- _SELECTED TEXT_:
Like it or not, social media is here to stay- and science needs to take advantage of this.

Social media is a core method of communication within modern society. Breaking news is made instantly available to everyone connected all around the globe. You are no longer confined to your own town, city or workplace to meet like-minded people. The world is now one huge social interaction in which people from all backgrounds can interact. There are still many criticisms of the lack of physical interaction between people and the ability of the keyboard warrior to make someone’s life a misery in complete anonymity, but surely these criticisms are small compared to the overall advantage of a fully connected world?

Perhaps the greatest advantage of social media is its accessibility. People of all backgrounds have equal access to content, as well as the ability to create content of their own. Musicians and artists have long exploited this fact to showcase their work to the world, discover the work of others, and form collaborations. Why should scientists not also do this? Small research groups can publicise their work for free, showing the world what they have achieved. Another small research group from the other side of the world can then see what progress has been made by people they would not necessarily meet within their own professional circles. The two groups may even share a similar goal to which they can collaborate increasing the size of each other’s workforce without the need for further recruitment.

Social media has a large youth demographic with 36% of Facebook users in the USA as of January 2016 being between the ages 13-29[1]. These are the ages in which key choices are made for an academic career. Options are chosen for GCSEs and A-Levels, University courses decided and career paths embarked on. Many of these choices are influenced by what excites and interests. A strong social media presence that showcases the advances in the scientific world will serve to excite the new generation into STEM fields. It will show the career prospects and current events in science and the excitement that surrounds them.

There is a great deal of interest in science being stirred by the increasing amount of television shows such as Horizon, Planet Earth, and Wonder of the Universe. However, another medium that has grown to great popularity over the years is YouTube. It’s the source of 819,417,600 hours of content ranging from music videos to How To demonstrations.  It has become a key source for educational purposes with many tutorials and demonstrations being available, something I (and many other people) have taken advantage of throughout my academic career. It offers a medium to give clear discussions of a topic with well worked out examples and useful visualisations or derivations without the constraints placed on television shows, like budgets, number of viewers, or time limits. The material is the creator’s discretion. Many scientific institutions such as IBM have already taken great advantage of this platform for publicising their work and their institution as a whole. But many educational channels have become extremely popular amongst the community with channels such as Sixty Symbols, Veritasium, and Smarter Every Day offering interviews, demonstrations, experiments and discussions about many aspects of science.

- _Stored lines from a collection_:
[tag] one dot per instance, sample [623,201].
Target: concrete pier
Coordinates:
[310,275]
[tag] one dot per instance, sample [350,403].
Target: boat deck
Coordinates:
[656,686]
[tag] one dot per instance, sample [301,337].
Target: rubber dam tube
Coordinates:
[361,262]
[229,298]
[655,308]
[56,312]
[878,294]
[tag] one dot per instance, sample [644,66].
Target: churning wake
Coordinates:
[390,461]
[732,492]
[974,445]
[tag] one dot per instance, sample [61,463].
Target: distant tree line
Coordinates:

- _ASSIGNMENT_: Reproduce the passage on social media and science word for word, from "Like it or not, social" up to and including "fully connected world?".

- _WORKED SOLUTION_:
Like it or not, social media is here to stay- and science needs to take advantage of this.

Social media is a core method of communication within modern society. Breaking news is made instantly available to everyone connected all around the globe. You are no longer confined to your own town, city or workplace to meet like-minded people. The world is now one huge social interaction in which people from all backgrounds can interact. There are still many criticisms of the lack of physical interaction between people and the ability of the keyboard warrior to make someone’s life a misery in complete anonymity, but surely these criticisms are small compared to the overall advantage of a fully connected world?